▸ Document excerpt:
++++++
Posted on 12/24/2017 4:21:04 AM PST by SkyPilot
The people who collect taxes in New York are acting fast to help taxpayers try to get ahead of a pitfall for homeowners in the new federal tax overhaul.
The tax bill, which passed earlier this week, is confusing. Here's what we know:
The bill will no longer allow taxpayers to deduct more than $10,000 in state and local income and property taxes from their federal income taxes.
At the same time, it doubles the standard deduction to $12,000 for a single taxpayer and $24,000 for a family.
That means more people will no longer itemize their taxes.
But there is one strategy homeowners who itemize now can use to beat the bill.
If your county allows payment of 2018 property taxes at the end of 2017, you can pay now and take the deduction on your federal income taxes in the spring, according to many news sources.
Some tax collectors and other government officials are going out of their way over short-staffed holidays to make this happen.
But the news has also set off a storm of skeptics who wonder if the IRS will really allow it.
The bill passed earlier this week in Washington prohibited the deduction of prepaid state and local income taxes. But Congress was silent on the prepayment of property taxes, said Stephen Acquario, executive director of the New York State Association of Counties.
"Ultimately, it will be up to the IRS to determine if the prepayment of 2018 property taxes are deductible for the 2017 tax year," he said.
Many taxpayers have been prepaying county property taxes and taking the early federal deduction for years. One town tax collector said she keeps a list of people who prepay and gets the bills to them ASAP.
(Excerpt) Read more at syracuse.com ...
Many homeowners are rushing to pre-pay their 2018 property taxes. Many accountants are calling their clients urging them to do so.
There is a lot of confusion on this issue.
++++++
▸ Given records:
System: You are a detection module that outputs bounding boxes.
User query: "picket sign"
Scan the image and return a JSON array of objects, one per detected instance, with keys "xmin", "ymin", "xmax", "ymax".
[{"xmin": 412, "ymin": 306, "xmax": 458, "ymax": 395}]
++++++
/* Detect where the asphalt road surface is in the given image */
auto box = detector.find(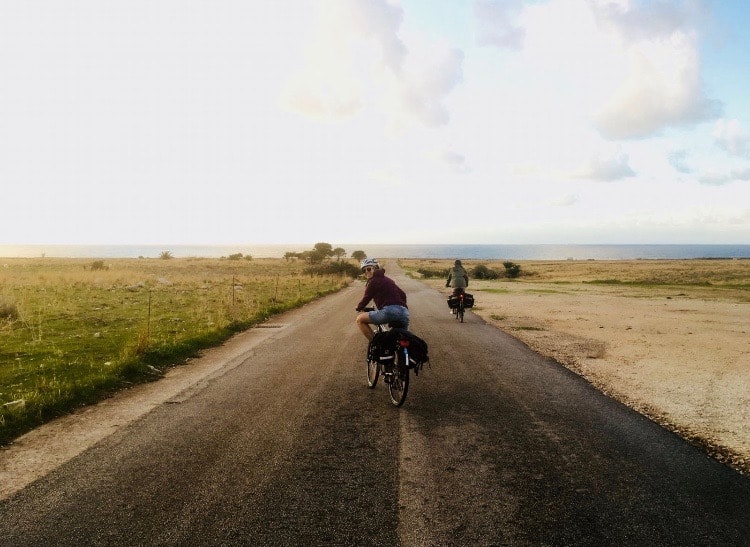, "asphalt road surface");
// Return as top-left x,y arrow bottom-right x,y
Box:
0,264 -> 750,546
++++++
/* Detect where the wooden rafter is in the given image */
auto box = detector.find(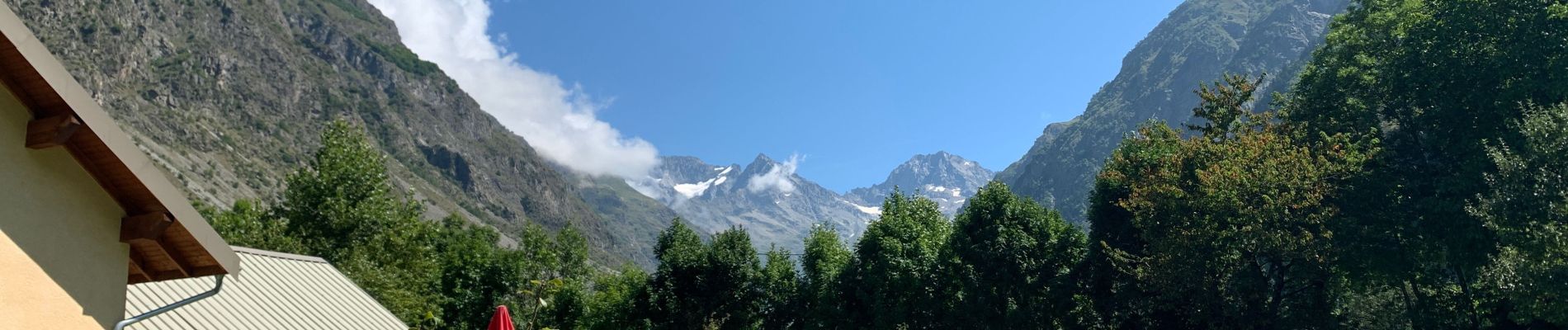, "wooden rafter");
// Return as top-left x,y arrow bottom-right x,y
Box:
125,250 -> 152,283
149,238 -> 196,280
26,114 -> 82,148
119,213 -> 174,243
++++++
▸ What to work on: According to the tax article, what amount does the bill set as the standard deduction for a family? The material above is separate from the tax article and unrelated to it.

▸ Exercise output: $24,000.